PASSAGE PROVIDED:
— BEGIN —
The material posted here was provided to the Division for the Advancement of Women by the Government in response to the Secretary-General's Questionnaire on Implementation of the Beijing Platform for Action. It has been made available in electronic format from the form received. In cases where it was not possible to reproduce charts and tables supplied, these can be obtained by contacting the Division for the Advancement of Women directly.


Review of the Critical Concerns of the 'Platform for Action'Beijing Plus Five

Respondent's profile

Name of the institution: Youth for Unity and Voluntary Action (YUVA)
Name of contact person: Ms Archana Shrivastav
Geographical area of work: Jogeshwari, Malad, Dharavi and Pavement communities across the city of Mumbai, Nagpur and Pune.
YUVA’s area’s of work: Issues of women, youth, children and housing.
Youth for Unity & Voluntary Action (YUVA)
53/52, Nare Park Municipal School Building,
Nare Park, Parel (East)
Mumbai - 400 012
Tel: 4116393/9
Fax: 4135314

Profile of Intervention

YUVA has in line with its vision of a just and humane society been working with the urban poor for the last 15 years. Our work with women is a natural outcome of our vision.

When we speak of women, we refer to destitute women, minority women, single women, women in the unorganized sector, women in their families, every woman who is oppressed.
— END —
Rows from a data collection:
— BEGIN —
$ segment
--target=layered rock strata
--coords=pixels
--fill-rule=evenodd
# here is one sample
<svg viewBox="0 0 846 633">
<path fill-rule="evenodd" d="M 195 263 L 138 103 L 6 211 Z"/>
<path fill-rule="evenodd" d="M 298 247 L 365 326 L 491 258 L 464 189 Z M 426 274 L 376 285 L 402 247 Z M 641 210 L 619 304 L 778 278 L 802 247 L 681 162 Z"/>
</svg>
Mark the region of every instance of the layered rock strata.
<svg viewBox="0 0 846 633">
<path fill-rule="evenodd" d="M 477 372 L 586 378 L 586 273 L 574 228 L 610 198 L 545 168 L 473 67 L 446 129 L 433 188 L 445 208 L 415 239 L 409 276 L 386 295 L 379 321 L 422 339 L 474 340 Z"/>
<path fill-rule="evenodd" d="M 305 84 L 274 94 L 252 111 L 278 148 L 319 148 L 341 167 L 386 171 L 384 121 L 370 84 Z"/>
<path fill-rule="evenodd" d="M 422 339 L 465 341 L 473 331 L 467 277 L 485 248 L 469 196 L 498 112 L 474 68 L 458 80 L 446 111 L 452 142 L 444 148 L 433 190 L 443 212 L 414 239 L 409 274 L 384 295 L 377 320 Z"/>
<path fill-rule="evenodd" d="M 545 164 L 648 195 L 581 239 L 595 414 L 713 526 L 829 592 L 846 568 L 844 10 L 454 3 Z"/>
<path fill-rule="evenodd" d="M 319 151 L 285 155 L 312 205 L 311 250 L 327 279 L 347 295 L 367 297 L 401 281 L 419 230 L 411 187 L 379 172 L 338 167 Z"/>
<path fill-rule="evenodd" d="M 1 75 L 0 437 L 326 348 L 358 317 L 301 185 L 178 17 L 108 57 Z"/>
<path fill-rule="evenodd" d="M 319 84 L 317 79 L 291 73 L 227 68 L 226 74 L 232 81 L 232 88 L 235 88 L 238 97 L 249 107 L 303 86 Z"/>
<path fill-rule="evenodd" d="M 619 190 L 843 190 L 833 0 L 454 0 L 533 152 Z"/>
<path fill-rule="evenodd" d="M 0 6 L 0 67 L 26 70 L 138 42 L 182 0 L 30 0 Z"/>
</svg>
— END —
REQUIRED TASK: Repeat the part of the YUVA response above that begins at "Profile of Intervention" and stops after "who is oppressed.".

THE COMPLETED TASK:
Profile of Intervention

YUVA has in line with its vision of a just and humane society been working with the urban poor for the last 15 years. Our work with women is a natural outcome of our vision.

When we speak of women, we refer to destitute women, minority women, single women, women in the unorganized sector, women in their families, every woman who is oppressed.